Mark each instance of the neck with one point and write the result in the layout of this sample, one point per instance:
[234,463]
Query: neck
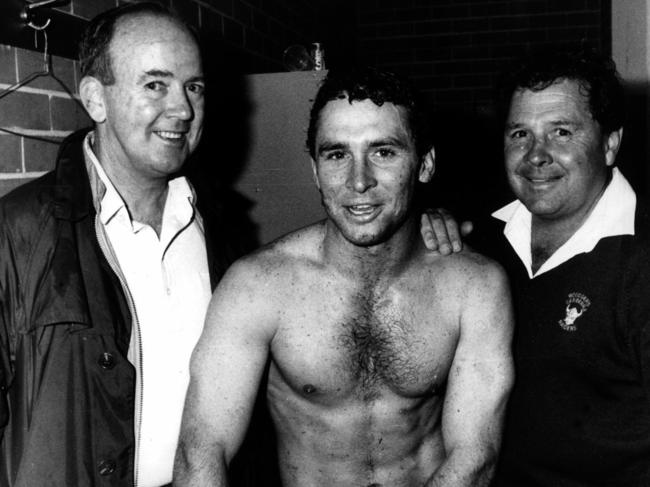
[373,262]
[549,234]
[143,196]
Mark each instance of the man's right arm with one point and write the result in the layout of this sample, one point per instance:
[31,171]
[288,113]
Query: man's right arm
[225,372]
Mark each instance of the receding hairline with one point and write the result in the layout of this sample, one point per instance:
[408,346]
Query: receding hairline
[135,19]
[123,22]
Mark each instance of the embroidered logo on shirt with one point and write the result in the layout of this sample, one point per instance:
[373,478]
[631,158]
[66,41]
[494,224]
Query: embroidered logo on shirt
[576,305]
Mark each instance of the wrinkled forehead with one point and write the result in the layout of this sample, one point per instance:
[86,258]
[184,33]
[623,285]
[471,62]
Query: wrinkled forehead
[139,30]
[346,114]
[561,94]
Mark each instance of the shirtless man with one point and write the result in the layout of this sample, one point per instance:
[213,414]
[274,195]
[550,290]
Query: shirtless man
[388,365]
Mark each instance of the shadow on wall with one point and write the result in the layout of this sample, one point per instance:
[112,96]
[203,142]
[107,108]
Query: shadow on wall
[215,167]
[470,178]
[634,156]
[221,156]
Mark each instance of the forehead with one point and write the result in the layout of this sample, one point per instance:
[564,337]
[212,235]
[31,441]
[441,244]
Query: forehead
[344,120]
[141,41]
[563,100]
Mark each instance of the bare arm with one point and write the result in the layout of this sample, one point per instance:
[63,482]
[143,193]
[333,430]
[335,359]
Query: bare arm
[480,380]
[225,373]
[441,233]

==

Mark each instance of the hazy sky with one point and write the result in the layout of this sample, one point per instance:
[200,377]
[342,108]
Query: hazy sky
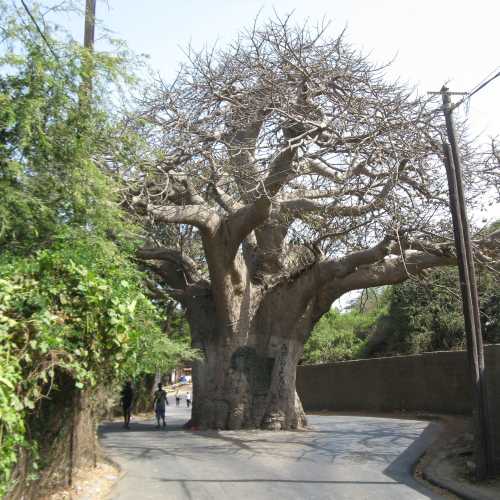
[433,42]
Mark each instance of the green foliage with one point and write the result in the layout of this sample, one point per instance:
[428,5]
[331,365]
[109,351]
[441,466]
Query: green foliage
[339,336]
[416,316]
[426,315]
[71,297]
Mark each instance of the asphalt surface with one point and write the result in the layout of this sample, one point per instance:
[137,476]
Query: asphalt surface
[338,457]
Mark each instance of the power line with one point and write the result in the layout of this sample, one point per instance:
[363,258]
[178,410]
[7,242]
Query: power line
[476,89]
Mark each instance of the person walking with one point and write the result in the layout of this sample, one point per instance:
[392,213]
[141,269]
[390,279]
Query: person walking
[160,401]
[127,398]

* * *

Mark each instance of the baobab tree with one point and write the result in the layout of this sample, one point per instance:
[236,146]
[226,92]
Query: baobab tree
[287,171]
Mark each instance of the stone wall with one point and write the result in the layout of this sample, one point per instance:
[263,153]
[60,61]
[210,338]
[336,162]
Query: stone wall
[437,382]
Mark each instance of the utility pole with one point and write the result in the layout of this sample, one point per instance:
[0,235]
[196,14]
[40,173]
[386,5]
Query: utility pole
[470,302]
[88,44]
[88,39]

*Problem to work on*
Select every line above that contains the word "shirtless", matching case exactly, and copy each one.

*Worked answer*
Mark each instance of the shirtless man with one point and write the result in the layout of this sample, one point per instance:
Query: shirtless man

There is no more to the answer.